The exercise: Can you write out all of these items again with "annotate" replaced by "mark" wherever it occurs, keeping everything else the same and leaving the pictures out?

Pointing and labeling items:
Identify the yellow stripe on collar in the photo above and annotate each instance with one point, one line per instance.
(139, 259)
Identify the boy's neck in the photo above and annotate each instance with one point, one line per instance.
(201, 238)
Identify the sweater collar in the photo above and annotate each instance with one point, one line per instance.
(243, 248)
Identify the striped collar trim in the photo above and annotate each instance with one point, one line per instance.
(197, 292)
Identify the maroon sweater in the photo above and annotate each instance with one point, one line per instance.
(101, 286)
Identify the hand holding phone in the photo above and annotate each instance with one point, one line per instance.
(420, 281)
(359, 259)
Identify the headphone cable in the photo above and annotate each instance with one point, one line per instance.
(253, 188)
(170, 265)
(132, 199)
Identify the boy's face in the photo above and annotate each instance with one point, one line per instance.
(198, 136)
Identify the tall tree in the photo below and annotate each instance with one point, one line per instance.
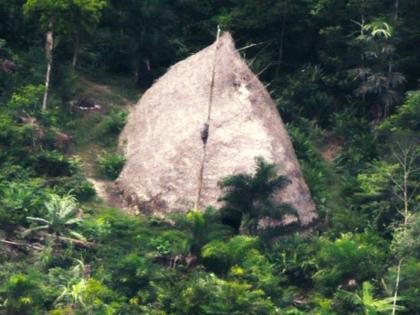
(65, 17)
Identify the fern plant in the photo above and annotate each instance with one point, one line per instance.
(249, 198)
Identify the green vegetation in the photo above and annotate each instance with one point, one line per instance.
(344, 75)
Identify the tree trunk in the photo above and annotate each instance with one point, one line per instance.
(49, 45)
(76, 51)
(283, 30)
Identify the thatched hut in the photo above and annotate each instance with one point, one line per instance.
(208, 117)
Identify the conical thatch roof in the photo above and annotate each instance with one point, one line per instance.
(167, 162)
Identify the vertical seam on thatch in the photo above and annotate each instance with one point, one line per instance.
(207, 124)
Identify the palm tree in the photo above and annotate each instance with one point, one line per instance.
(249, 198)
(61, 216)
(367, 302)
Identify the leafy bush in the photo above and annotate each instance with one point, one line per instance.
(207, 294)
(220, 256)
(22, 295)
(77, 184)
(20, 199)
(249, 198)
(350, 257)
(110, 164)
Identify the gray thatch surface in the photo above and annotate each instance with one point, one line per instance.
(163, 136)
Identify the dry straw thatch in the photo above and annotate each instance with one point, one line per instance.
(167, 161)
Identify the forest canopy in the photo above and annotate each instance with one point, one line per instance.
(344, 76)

Finished answer:
Identify the yellow stripe on collar in the photo above and mark each instance with one point, one line per instance.
(139, 259)
Identify the boy's neck in the photo above and mark each instance with one point, one line per instance.
(201, 238)
Identify the sweater collar in the photo above and mark each instance with one point, one line per instance.
(243, 248)
Identify the striped collar trim in the photo above and mark each instance with one point, one line per instance.
(197, 292)
Identify the maroon sweater in the photo above and mark each instance with one point, one line per instance.
(101, 286)
Identify the hand holding phone in the photo above and mark each instance with one point, one line per instance.
(420, 281)
(359, 259)
Identify the headphone cable in the photo above and mark each instance with one point, one line per instance.
(253, 188)
(170, 265)
(132, 199)
Identify the boy's face in the photo above and mark each instance with one point, one line per instance.
(198, 136)
Identify the tall tree in the photo below and mark each instance with one point, one line per instance.
(65, 17)
Identify the fern plant in the photo above and mark each instance with one point, one line per instance.
(249, 198)
Identify the green vegetation in the photo above and mark each instance with one point, one line per instance.
(344, 75)
Identify the tree trunk in the photo above and mark each instance with one point, one line per instance.
(49, 45)
(76, 51)
(283, 30)
Identify the thatched hut in the photo above and mark each instance with one point, one line per instance.
(208, 117)
Identify the conical thatch roof in the photo above and mark each instance with one point, one line per instance.
(167, 162)
Identify the vertical seam on thatch in the photo above and mark each instance with one point, one line per instance.
(207, 124)
Identify the palm tree in the photo above and mark each instance with one point, one line per instance.
(249, 198)
(61, 216)
(367, 302)
Identify the leafy bush in the photo above and mark each instance with one point, one line per instance.
(207, 294)
(220, 256)
(22, 295)
(77, 184)
(20, 199)
(249, 198)
(350, 257)
(110, 164)
Identify the gray thatch surface in the photo above and mark each instance with one point, one line per instance.
(163, 136)
Identify the dry straw thatch in the photo above and mark each instance with one point, one line per instance.
(167, 161)
Identify the forest canopy in the photo above and mark each instance with one point, one line per instance.
(344, 76)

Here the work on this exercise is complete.